Extract, from the records beneath this instruction, each line that contains the word "flower".

---

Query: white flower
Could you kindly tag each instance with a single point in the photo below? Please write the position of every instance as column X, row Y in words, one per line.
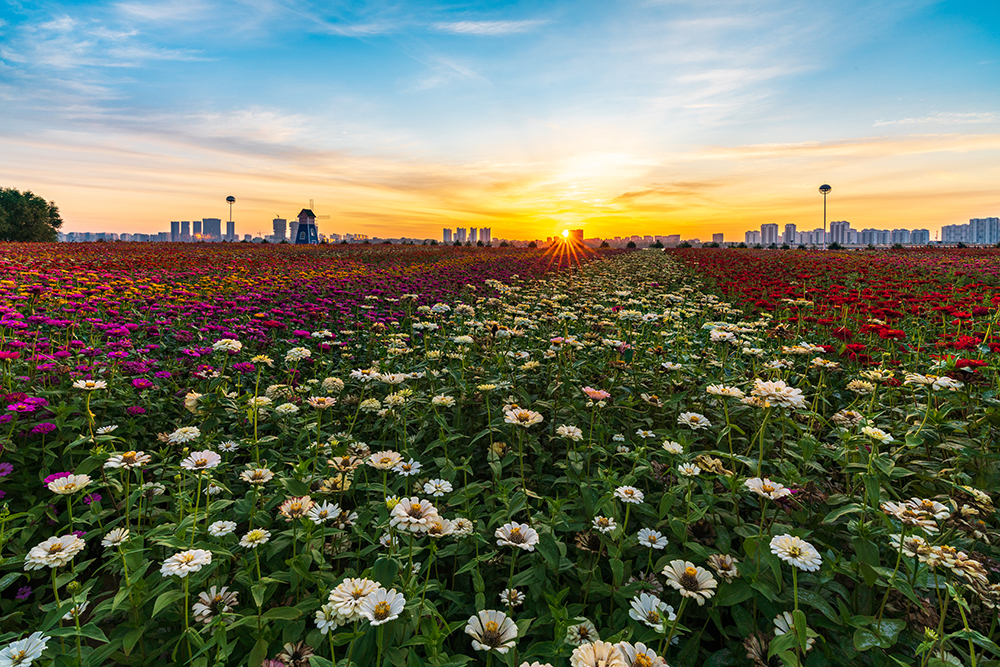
column 798, row 552
column 127, row 460
column 690, row 581
column 227, row 345
column 203, row 460
column 53, row 552
column 694, row 420
column 65, row 486
column 517, row 535
column 115, row 537
column 597, row 654
column 185, row 562
column 297, row 354
column 653, row 539
column 767, row 488
column 348, row 596
column 437, row 487
column 24, row 651
column 184, row 434
column 221, row 528
column 492, row 630
column 778, row 393
column 382, row 606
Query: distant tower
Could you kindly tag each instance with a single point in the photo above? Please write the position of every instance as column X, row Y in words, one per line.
column 279, row 226
column 306, row 232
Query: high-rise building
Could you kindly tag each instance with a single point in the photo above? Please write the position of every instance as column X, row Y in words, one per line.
column 769, row 233
column 790, row 231
column 211, row 229
column 280, row 227
column 839, row 231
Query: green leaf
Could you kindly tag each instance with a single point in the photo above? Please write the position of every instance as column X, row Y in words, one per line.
column 8, row 579
column 282, row 613
column 733, row 593
column 549, row 548
column 165, row 600
column 258, row 653
column 258, row 591
column 384, row 571
column 817, row 602
column 850, row 508
column 801, row 625
column 867, row 551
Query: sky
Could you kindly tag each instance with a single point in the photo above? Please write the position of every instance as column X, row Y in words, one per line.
column 401, row 118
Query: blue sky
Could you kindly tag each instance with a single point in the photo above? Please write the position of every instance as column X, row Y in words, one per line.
column 402, row 118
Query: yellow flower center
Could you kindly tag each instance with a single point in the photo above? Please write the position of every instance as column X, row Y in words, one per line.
column 381, row 611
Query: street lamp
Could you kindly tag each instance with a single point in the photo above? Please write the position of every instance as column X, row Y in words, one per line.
column 232, row 200
column 824, row 190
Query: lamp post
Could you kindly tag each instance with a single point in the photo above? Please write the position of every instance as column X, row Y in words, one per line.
column 824, row 190
column 232, row 200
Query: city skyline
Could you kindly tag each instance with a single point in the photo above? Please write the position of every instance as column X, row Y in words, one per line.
column 527, row 118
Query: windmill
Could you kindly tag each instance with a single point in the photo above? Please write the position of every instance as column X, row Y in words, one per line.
column 305, row 232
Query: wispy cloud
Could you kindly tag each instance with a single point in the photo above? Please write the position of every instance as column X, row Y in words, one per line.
column 944, row 119
column 488, row 28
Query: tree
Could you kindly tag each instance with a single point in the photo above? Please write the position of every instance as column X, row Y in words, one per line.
column 27, row 217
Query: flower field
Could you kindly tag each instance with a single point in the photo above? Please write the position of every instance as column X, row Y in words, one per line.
column 405, row 456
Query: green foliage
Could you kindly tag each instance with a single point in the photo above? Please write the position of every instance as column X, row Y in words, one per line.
column 26, row 217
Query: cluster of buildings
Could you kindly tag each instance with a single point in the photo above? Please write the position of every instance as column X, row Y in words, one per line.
column 979, row 231
column 840, row 232
column 471, row 235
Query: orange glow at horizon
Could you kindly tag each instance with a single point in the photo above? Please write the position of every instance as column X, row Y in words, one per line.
column 883, row 182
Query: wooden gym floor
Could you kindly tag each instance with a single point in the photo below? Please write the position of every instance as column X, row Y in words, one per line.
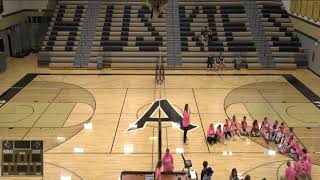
column 53, row 106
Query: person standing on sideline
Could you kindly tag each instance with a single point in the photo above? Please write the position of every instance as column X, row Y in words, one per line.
column 289, row 174
column 167, row 161
column 210, row 63
column 157, row 171
column 234, row 175
column 185, row 122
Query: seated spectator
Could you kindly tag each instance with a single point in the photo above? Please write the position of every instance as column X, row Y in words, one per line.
column 206, row 172
column 244, row 131
column 219, row 133
column 157, row 171
column 307, row 169
column 220, row 62
column 211, row 136
column 167, row 161
column 234, row 127
column 234, row 175
column 210, row 62
column 247, row 177
column 273, row 130
column 227, row 130
column 255, row 132
column 306, row 155
column 294, row 149
column 264, row 130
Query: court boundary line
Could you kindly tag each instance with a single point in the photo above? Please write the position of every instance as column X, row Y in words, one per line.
column 204, row 134
column 122, row 107
column 42, row 114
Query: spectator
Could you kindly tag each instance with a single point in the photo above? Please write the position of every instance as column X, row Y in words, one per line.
column 186, row 123
column 157, row 171
column 273, row 130
column 234, row 175
column 211, row 136
column 206, row 172
column 298, row 169
column 167, row 161
column 234, row 126
column 247, row 177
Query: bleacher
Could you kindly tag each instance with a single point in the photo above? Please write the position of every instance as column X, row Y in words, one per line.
column 127, row 37
column 62, row 37
column 229, row 25
column 285, row 45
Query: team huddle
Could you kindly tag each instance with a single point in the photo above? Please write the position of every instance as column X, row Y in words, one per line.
column 279, row 134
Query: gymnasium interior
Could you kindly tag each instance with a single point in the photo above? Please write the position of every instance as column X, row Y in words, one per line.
column 112, row 89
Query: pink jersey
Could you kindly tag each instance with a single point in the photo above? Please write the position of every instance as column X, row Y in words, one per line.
column 255, row 126
column 265, row 126
column 308, row 157
column 210, row 131
column 289, row 174
column 294, row 144
column 244, row 125
column 219, row 132
column 307, row 167
column 234, row 126
column 186, row 119
column 298, row 168
column 167, row 161
column 157, row 173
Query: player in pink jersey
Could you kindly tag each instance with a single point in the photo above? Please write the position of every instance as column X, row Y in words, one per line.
column 289, row 174
column 219, row 133
column 298, row 169
column 255, row 129
column 211, row 136
column 157, row 171
column 167, row 161
column 185, row 122
column 264, row 130
column 227, row 130
column 244, row 131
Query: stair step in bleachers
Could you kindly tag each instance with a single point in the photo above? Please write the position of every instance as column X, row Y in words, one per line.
column 285, row 45
column 62, row 39
column 229, row 25
column 127, row 36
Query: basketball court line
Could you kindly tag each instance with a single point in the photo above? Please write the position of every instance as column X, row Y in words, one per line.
column 115, row 134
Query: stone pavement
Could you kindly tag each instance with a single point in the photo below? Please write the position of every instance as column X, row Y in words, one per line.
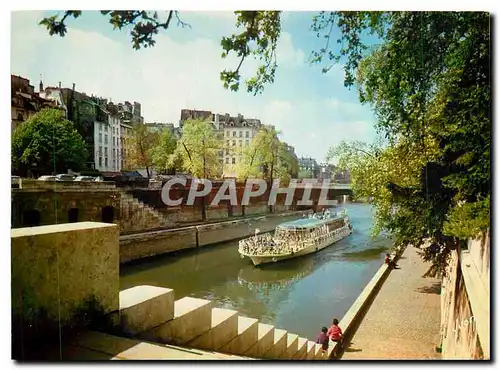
column 403, row 320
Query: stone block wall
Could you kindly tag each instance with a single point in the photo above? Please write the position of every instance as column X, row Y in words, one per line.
column 59, row 274
column 55, row 206
column 133, row 247
column 465, row 303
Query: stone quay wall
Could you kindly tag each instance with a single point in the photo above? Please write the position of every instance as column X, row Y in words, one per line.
column 465, row 303
column 148, row 244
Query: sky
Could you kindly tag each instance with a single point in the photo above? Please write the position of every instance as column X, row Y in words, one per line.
column 312, row 110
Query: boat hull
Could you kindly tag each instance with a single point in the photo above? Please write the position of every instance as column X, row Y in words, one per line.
column 259, row 260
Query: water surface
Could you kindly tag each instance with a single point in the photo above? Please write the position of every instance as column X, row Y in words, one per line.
column 300, row 295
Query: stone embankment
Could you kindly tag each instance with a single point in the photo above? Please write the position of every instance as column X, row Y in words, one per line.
column 148, row 244
column 78, row 262
column 397, row 316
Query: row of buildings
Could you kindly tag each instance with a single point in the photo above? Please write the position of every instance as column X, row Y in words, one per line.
column 104, row 125
column 106, row 128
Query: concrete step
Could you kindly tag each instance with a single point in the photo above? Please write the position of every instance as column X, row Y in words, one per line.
column 143, row 308
column 302, row 349
column 292, row 342
column 192, row 317
column 311, row 350
column 246, row 338
column 265, row 340
column 279, row 345
column 224, row 329
column 117, row 348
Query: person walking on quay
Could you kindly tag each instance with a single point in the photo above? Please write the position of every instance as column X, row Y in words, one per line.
column 323, row 339
column 335, row 334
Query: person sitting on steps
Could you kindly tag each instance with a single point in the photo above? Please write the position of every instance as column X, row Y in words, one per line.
column 389, row 261
column 336, row 335
column 323, row 339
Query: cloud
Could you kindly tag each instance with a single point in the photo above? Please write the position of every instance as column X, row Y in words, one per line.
column 178, row 74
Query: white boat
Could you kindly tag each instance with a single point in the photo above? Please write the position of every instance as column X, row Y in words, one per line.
column 296, row 238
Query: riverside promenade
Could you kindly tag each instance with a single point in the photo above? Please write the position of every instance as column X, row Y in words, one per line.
column 403, row 320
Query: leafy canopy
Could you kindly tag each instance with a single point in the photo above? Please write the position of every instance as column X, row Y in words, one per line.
column 139, row 148
column 162, row 153
column 429, row 85
column 47, row 143
column 198, row 149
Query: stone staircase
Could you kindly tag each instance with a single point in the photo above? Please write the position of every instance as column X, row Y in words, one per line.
column 152, row 315
column 137, row 216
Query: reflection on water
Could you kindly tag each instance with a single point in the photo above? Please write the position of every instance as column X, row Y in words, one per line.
column 300, row 295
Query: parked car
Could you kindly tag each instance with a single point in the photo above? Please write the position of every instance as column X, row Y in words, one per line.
column 84, row 178
column 47, row 178
column 65, row 177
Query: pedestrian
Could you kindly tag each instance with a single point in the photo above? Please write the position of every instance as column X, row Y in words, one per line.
column 336, row 335
column 323, row 339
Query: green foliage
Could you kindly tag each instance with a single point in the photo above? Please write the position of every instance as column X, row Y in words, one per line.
column 162, row 153
column 198, row 148
column 259, row 38
column 47, row 143
column 266, row 157
column 139, row 148
column 429, row 84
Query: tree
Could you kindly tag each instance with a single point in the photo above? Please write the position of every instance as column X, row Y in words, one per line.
column 197, row 150
column 428, row 80
column 47, row 143
column 140, row 148
column 260, row 32
column 429, row 84
column 162, row 153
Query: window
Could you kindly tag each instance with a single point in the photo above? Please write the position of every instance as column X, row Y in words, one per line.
column 73, row 215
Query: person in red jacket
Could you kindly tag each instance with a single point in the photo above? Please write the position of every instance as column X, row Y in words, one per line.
column 335, row 333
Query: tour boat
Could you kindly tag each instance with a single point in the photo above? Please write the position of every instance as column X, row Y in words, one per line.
column 296, row 238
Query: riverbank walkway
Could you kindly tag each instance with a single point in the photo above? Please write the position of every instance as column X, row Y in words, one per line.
column 403, row 320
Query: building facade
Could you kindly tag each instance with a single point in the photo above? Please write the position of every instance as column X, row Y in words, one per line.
column 309, row 167
column 235, row 133
column 25, row 102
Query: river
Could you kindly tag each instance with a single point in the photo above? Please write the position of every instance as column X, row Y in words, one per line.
column 300, row 295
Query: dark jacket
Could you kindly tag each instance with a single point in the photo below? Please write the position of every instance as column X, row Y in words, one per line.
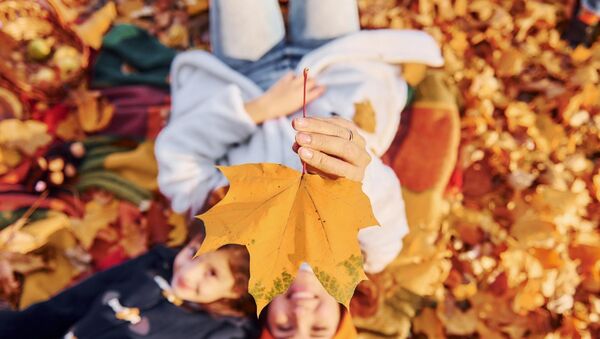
column 83, row 309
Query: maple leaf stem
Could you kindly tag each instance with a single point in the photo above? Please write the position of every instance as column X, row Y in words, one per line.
column 304, row 110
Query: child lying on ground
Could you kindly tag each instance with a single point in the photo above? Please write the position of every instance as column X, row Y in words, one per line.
column 237, row 105
column 306, row 310
column 162, row 294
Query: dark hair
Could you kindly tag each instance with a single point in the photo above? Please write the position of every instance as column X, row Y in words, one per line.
column 244, row 305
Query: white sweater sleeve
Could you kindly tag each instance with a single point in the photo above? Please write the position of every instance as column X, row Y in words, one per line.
column 382, row 244
column 188, row 148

---

Reply to the exercise:
Query: white flower
Query: yellow flower center
Query: flower field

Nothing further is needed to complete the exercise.